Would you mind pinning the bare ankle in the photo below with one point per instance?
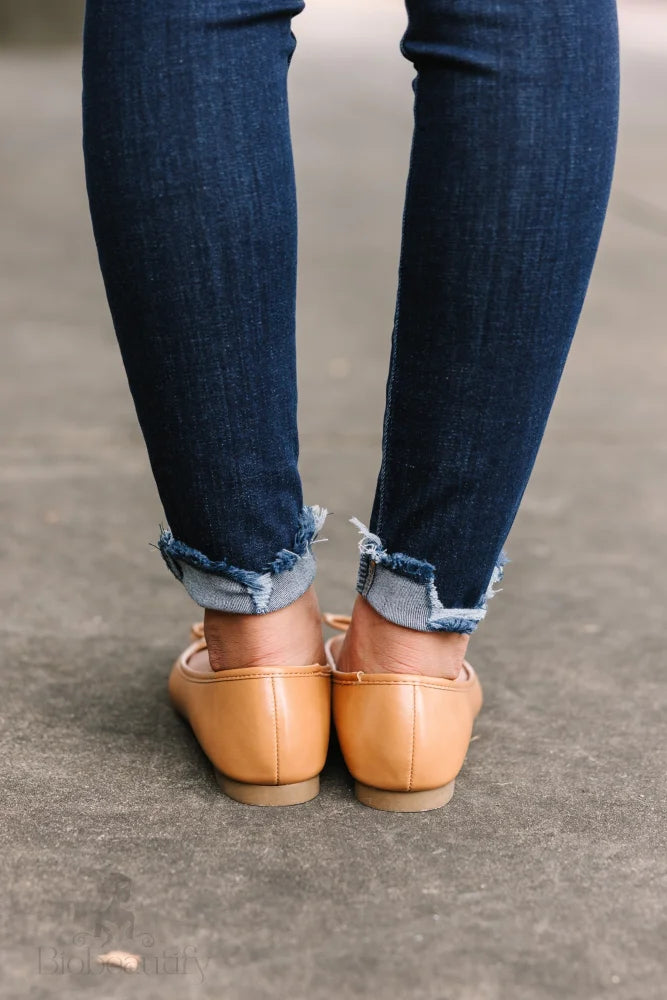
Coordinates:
(375, 645)
(291, 636)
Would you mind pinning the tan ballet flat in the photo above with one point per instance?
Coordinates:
(264, 729)
(404, 737)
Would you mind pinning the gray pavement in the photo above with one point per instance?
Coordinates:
(546, 875)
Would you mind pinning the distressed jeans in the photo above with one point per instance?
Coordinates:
(191, 186)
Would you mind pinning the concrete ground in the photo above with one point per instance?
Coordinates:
(546, 876)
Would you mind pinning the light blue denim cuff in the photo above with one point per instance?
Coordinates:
(223, 587)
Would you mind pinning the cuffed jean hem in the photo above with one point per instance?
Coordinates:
(402, 589)
(223, 587)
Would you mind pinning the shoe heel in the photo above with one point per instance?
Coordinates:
(380, 798)
(269, 795)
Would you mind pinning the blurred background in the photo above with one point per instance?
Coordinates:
(545, 878)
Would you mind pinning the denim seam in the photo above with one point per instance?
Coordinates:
(221, 585)
(403, 589)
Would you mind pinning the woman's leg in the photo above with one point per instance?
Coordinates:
(191, 186)
(515, 130)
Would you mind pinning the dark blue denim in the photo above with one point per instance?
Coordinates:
(191, 185)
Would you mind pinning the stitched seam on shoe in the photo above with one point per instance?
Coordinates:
(275, 716)
(433, 687)
(414, 723)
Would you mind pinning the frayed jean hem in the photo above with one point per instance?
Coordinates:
(221, 586)
(402, 589)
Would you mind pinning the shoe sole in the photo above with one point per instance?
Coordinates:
(269, 795)
(380, 798)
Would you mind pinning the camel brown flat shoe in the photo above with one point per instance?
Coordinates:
(264, 729)
(404, 737)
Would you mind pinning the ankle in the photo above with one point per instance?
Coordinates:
(289, 637)
(374, 645)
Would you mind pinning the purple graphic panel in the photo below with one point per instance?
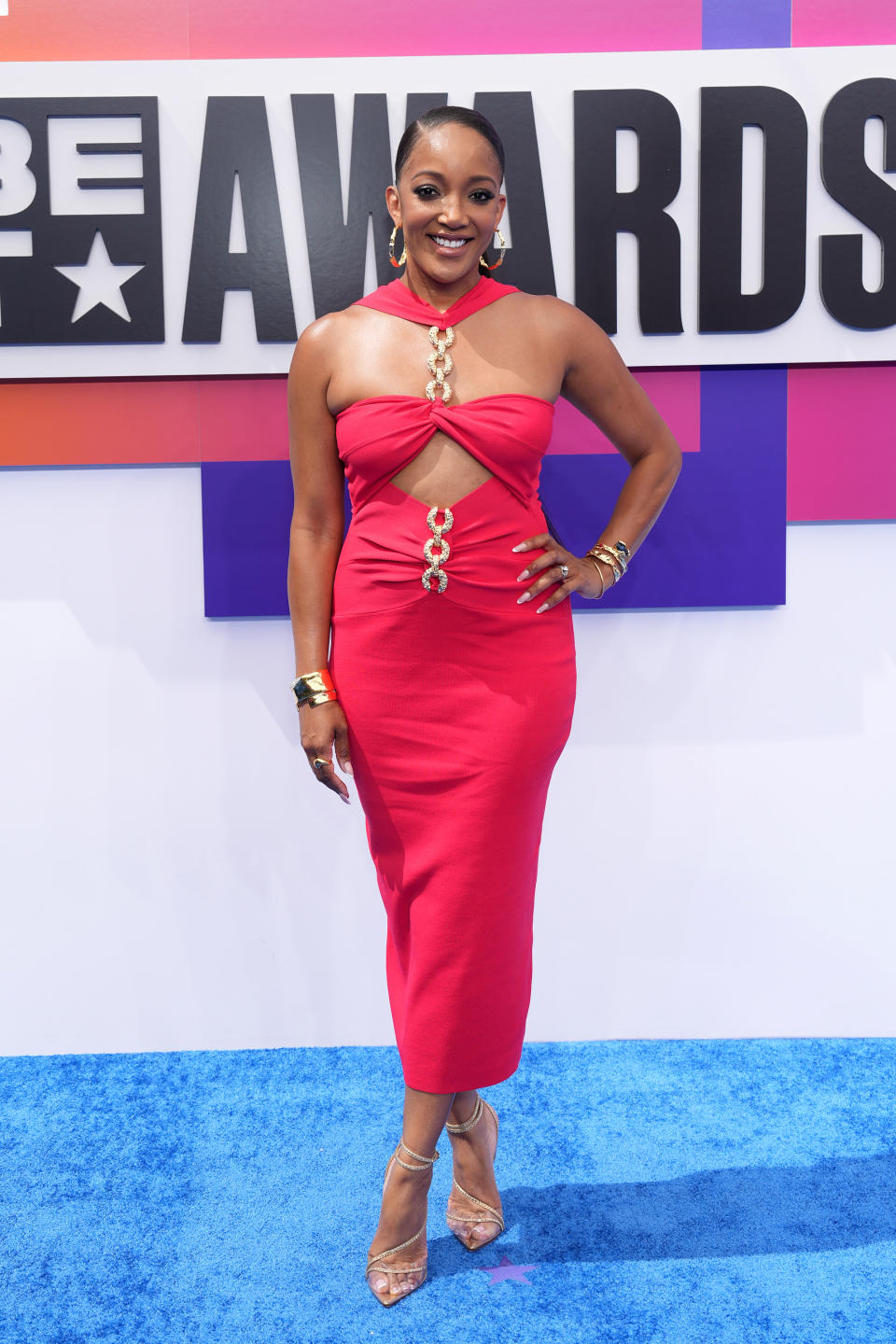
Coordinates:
(721, 539)
(246, 512)
(746, 23)
(719, 542)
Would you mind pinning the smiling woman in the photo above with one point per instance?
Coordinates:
(441, 687)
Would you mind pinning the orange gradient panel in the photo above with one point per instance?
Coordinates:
(98, 424)
(94, 30)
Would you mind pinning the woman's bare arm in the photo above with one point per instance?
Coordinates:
(315, 538)
(598, 384)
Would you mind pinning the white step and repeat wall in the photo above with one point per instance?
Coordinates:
(718, 845)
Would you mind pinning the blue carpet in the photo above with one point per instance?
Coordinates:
(665, 1193)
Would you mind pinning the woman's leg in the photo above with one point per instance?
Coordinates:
(473, 1166)
(403, 1210)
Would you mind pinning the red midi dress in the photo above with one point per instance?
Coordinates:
(458, 702)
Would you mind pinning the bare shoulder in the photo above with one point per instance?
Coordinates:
(556, 316)
(562, 327)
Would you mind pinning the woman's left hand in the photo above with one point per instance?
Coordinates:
(581, 576)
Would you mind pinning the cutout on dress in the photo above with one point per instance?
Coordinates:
(461, 461)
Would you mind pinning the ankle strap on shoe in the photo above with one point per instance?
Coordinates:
(468, 1124)
(427, 1161)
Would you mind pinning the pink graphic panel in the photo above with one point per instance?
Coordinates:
(244, 420)
(841, 445)
(675, 393)
(394, 28)
(843, 23)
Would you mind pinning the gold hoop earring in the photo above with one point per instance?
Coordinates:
(500, 261)
(397, 261)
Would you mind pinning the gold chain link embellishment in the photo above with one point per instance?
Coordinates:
(433, 571)
(437, 384)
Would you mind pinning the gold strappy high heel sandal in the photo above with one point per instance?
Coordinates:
(461, 1214)
(387, 1297)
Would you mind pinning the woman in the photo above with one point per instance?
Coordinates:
(449, 684)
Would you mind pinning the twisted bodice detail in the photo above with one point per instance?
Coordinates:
(507, 433)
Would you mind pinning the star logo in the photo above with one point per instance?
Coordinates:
(507, 1269)
(98, 281)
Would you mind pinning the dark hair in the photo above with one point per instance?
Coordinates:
(441, 118)
(476, 121)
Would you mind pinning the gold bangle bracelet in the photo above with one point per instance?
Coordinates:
(314, 689)
(603, 585)
(599, 553)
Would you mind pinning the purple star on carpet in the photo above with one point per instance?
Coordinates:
(507, 1269)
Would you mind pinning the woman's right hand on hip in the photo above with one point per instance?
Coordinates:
(323, 727)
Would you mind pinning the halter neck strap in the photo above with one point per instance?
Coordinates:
(399, 301)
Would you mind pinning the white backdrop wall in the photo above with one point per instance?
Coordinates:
(718, 847)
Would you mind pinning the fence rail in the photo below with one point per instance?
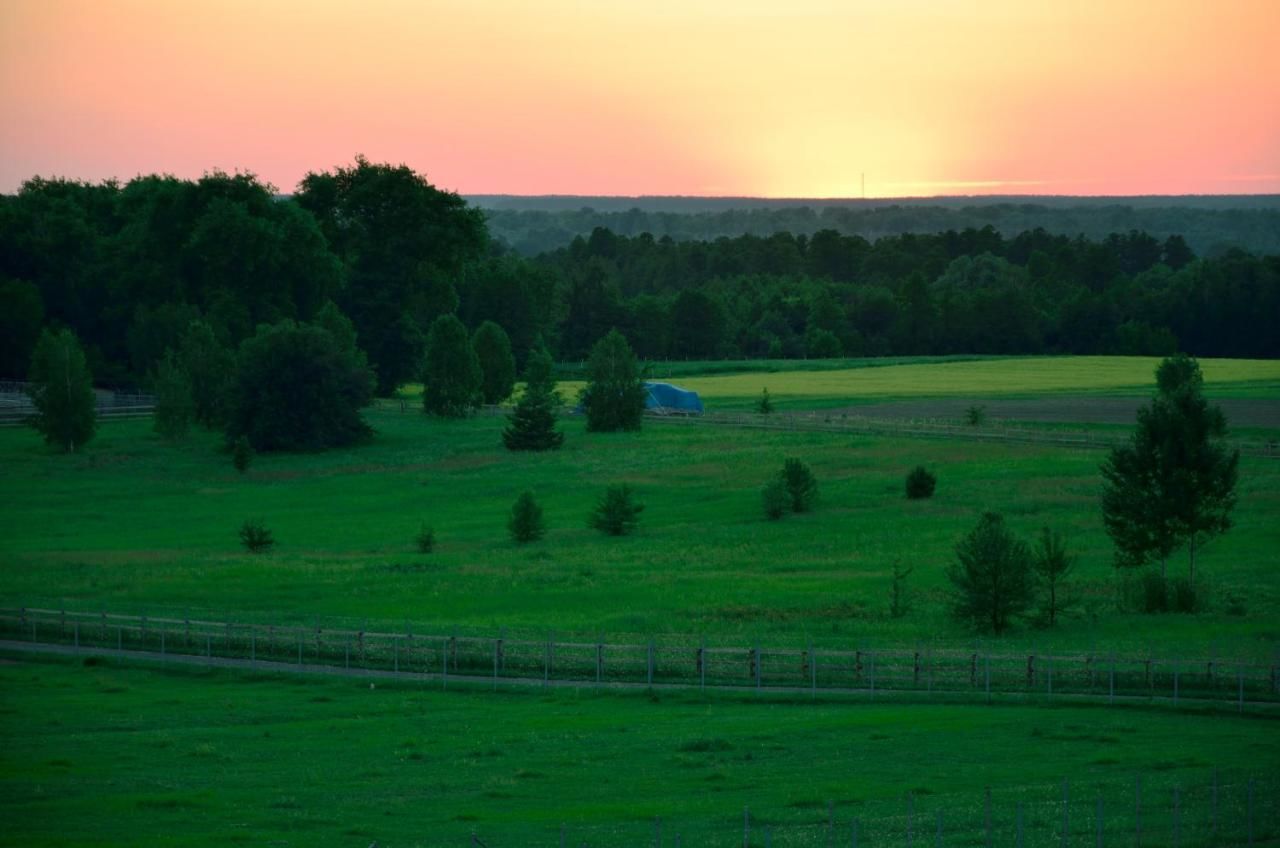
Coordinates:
(671, 661)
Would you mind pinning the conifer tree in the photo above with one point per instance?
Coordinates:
(533, 422)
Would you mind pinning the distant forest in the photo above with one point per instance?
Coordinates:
(129, 268)
(1210, 224)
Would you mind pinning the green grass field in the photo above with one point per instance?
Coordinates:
(113, 755)
(127, 756)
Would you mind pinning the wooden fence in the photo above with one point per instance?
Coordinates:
(671, 661)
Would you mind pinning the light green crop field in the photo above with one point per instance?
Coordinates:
(112, 755)
(1022, 377)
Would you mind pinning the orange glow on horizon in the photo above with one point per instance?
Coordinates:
(654, 97)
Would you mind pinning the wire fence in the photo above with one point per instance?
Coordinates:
(670, 661)
(1192, 810)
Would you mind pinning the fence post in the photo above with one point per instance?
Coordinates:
(1066, 812)
(987, 814)
(1137, 811)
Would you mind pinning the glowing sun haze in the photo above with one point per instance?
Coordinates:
(795, 97)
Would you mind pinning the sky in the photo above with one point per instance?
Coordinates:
(737, 97)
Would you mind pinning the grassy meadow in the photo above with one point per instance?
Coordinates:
(136, 524)
(112, 755)
(101, 752)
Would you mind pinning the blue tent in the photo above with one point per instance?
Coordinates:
(664, 399)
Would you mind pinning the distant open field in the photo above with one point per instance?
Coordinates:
(112, 755)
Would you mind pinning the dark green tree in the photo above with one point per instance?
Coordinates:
(800, 484)
(526, 519)
(615, 392)
(992, 575)
(1174, 482)
(497, 363)
(1052, 564)
(531, 425)
(211, 369)
(62, 391)
(242, 454)
(616, 513)
(176, 410)
(451, 377)
(297, 388)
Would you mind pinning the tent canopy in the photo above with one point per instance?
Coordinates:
(666, 399)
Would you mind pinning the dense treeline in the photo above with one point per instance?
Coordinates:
(131, 267)
(954, 292)
(1210, 229)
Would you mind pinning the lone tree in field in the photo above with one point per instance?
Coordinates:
(1174, 482)
(297, 388)
(992, 575)
(176, 409)
(451, 378)
(1052, 562)
(531, 425)
(526, 519)
(615, 395)
(800, 484)
(616, 514)
(497, 364)
(62, 391)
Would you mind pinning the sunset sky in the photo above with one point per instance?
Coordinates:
(795, 97)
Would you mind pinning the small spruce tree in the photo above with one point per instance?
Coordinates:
(526, 519)
(800, 484)
(531, 425)
(766, 404)
(616, 513)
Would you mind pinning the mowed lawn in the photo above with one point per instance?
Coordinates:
(135, 524)
(106, 755)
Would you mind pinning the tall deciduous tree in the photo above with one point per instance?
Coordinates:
(62, 390)
(615, 393)
(297, 388)
(533, 423)
(497, 363)
(1174, 482)
(992, 575)
(451, 378)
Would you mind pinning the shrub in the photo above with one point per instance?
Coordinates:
(800, 484)
(616, 514)
(766, 404)
(775, 498)
(425, 539)
(526, 519)
(242, 454)
(256, 537)
(920, 483)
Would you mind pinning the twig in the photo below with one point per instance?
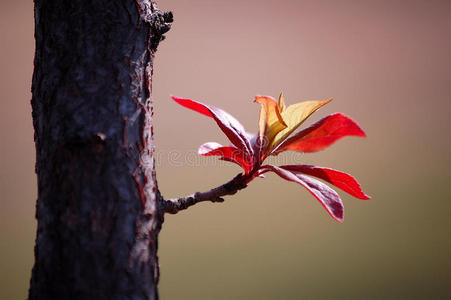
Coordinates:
(175, 205)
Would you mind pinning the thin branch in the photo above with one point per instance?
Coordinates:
(173, 206)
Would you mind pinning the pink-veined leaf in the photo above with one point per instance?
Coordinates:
(339, 179)
(322, 134)
(328, 198)
(227, 153)
(228, 124)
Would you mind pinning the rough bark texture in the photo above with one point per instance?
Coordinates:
(99, 211)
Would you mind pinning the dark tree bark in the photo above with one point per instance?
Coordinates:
(99, 211)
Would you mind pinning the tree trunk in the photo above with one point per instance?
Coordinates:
(99, 211)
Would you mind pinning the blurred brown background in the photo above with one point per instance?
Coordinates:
(386, 63)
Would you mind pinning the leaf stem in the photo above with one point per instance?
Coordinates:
(175, 205)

THE TASK: The lines from the one holding "Would you mind pinning the small" through the end of the material above are to be echoed exactly, both ends included. Do not include pictures.

RESPONSE:
Would you mind pinning the small spruce tree in the photo above with one point per instance?
Coordinates:
(526, 519)
(800, 484)
(531, 425)
(766, 404)
(616, 513)
Would you mind pinning the mowed lawn in the photo above with one point per instance?
Coordinates:
(135, 524)
(106, 755)
Would you mind pinning the tall deciduous tree in the photo above with one point per instance?
Coordinates:
(62, 390)
(615, 393)
(297, 388)
(533, 423)
(497, 363)
(1174, 482)
(992, 575)
(451, 378)
Would you mind pinning the shrub in the photo above with one point per instance?
Coordinates:
(800, 484)
(616, 514)
(766, 404)
(775, 498)
(425, 539)
(526, 519)
(242, 454)
(256, 537)
(920, 483)
Would you mind pinning the twig in the photo below with one point per instance?
Coordinates:
(175, 205)
Would you mind pinning the thin branch in the photo above with one point per instance?
Coordinates:
(173, 206)
Would you mind pinning the pink-veined leaf in the photo above with one point per instance?
Coordinates:
(339, 179)
(322, 134)
(328, 198)
(227, 153)
(228, 124)
Would you mind pinning the rough bark texture in the photo above with one point per instance?
Coordinates:
(99, 211)
Would you mind pinning the dark tree bark in the photo above with one point per instance?
Coordinates:
(99, 211)
Would you mind pinning the tree trunk in the photo above with one point per instance?
Coordinates:
(99, 211)
Would you mind pinning the blurred brown background in the photo above with one point per instance?
Coordinates:
(386, 63)
Would you mind pinning the leaf stem in the photo above with one point per instance?
Coordinates:
(175, 205)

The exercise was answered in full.